(Problema da risolvere): Nel brano su Siracusa, trova tutte le cose per cui non si lasciò spazio mentre sorgevano i palazzi.

(Brano da leggere):
■ ■ ■ ■ ■
Invece tutto accadde orridamente: i palazzi cominciarono a sorgere a mucchio prima ancora che ci fossero le strade, anzi le strade alla fine furono solo budelli vuoti fra un groviglio di palazzi, sempre più alti. Non si lasciò spazio per il verde, perle fognature, per i parcheggi, per i servizi. Nelle città del West, quando arrivava la moltitudine di colonizzatori, qualcuno almeno stabiliva: qua l’ufficio dello sceriffo, là il saloon, da questa parte le stalle per le diligenze, dall’altra la banca, questo spazio l’immondezzaio, quello per il cimitero, quell’albero per impiccare i ladri di cavalli quella baracca per l’ufficio del giudice, laggiù il bordello in modo che non si veda troppo, e al centro la chiesa. In mezzo a tutto una strada larga venti metri con una canaletta perché possano scorrere la pioggia e la pipì dei cavalli. A Siracusa nemmeno questo. Lungo l’ara che dalla zona archeologica sale fino al pianoro di scala greca, è sorta una mostruosità urbanistica. L’industria chimica sulla costa appare un cancro divorante, però concepito secondo misura logica, magari con diligente cinismo. La nuova rete urbanistica di Siracusa è un cancro di pietra e cemento, un ammucchiarsi di cellule impazzite per stupidità. In mezzo a questa definitiva devastazione sta per essere oramai soffocata anche la cittadella dello sport, l’unica autentica opera civile di livello europeo che Siracusa si sa saputa dare in questi ultimi anni. Ma in realtà fu il piccolo sogno realizzato da un uomo solo, Concetto Lo Bello, e quando in cima alla collina si levò la sagoma esile del trampolino, lo accusarono persino di avere deturpato gli orizzonti fatali di Ortigia. Già alle spalle centinaia di ruspe scavavano selvaggiamente fondamenta e fondamenta, spesso così vicine che gli ordigni si azzannavano come bestioni.
■ ■ ■ ■ ■
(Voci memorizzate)
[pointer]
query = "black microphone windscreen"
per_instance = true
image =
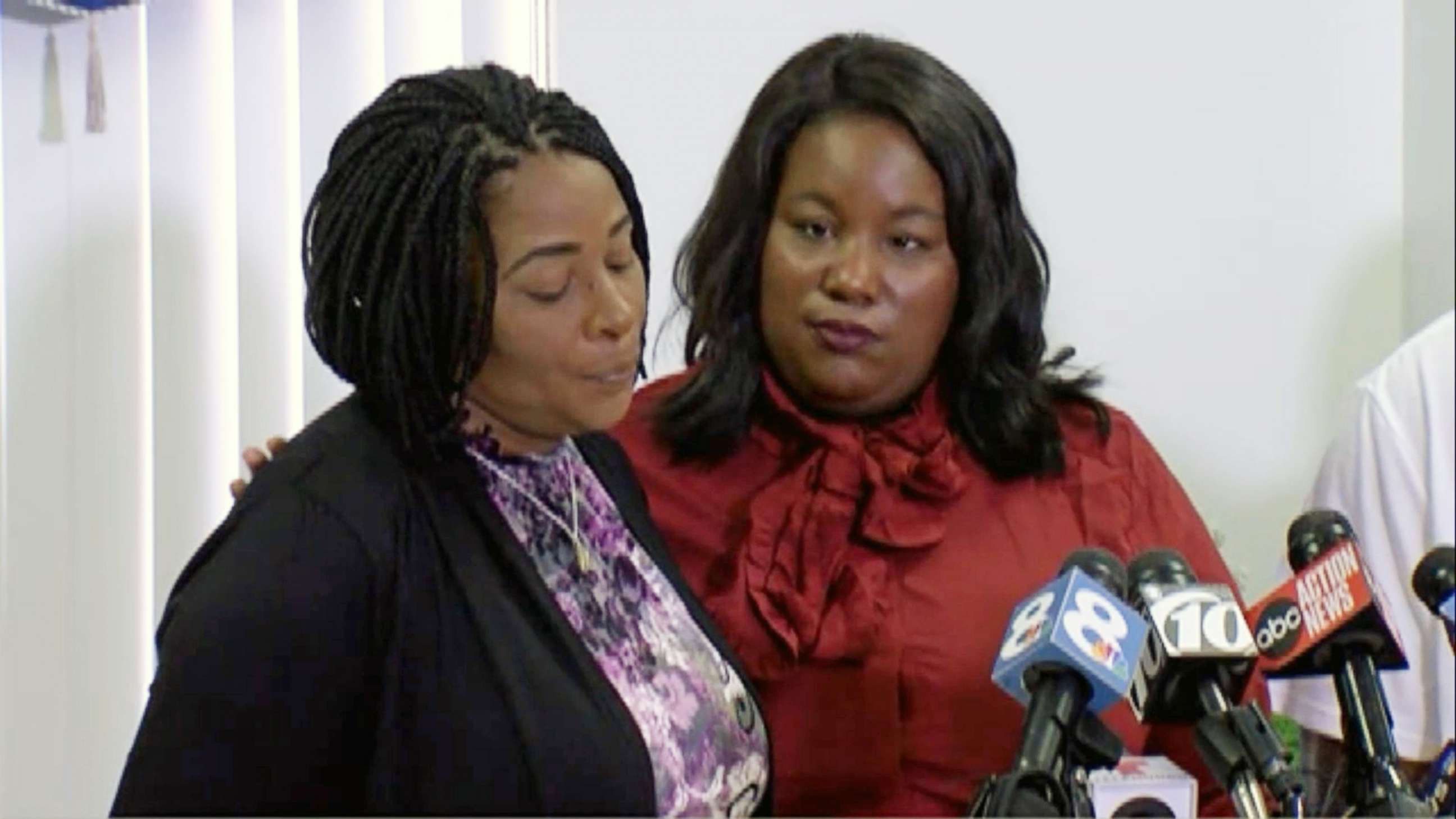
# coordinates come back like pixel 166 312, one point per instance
■ ■ ■ ■ ■
(Risposta al problema): Il verde, le fognature, i parcheggi, i servizi.